### Text block
○ ○ ○ ○ ○

Do you have a web site for it ?

I am particularly interested as I am working on a similar project at the
moment. I use a resist method similar to what Sam has been describing,
though I do not understand how one is supposed to develope a gelatin resist
with hot water (???) on a building wall.

I am using a resist transfer method: make a photograph ready on a support
and transfer it to concrete. Apply color, remove the resist. I use actually
a thick cement layer with added pigments, so I get a relief. The trick is to
remove the resist at a particular moment, while cement is still soft. I also
tried to wash it off, that gives an interesting effect too: cement is
washing off the resist, but not where it is sitting directly on the wall.

I would appreciate all available information on similar projects.

Regards to all !

○ ○ ○ ○ ○

### Available data
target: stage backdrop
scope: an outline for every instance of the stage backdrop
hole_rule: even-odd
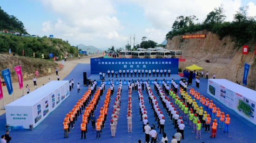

○ ○ ○ ○ ○

### Request A
Reproduce word for word everything in the resist-on-concrete post from "I am using a" down to "Regards to all !".
### Request B
Answer these questions from the resist-on-concrete post:
(i) What kind of resist does the writer not understand being developed with hot water on a building wall?
(ii) What does the writer add to the thick cement layer?
(iii) At what moment does the writer say the resist must be removed?

### Written reply A
I am using a resist transfer method: make a photograph ready on a support
and transfer it to concrete. Apply color, remove the resist. I use actually
a thick cement layer with added pigments, so I get a relief. The trick is to
remove the resist at a particular moment, while cement is still soft. I also
tried to wash it off, that gives an interesting effect too: cement is
washing off the resist, but not where it is sitting directly on the wall.

I would appreciate all available information on similar projects.

Regards to all !

### Written reply B
(i) A gelatin resist.
(ii) Pigments.
(iii) While the cement is still soft.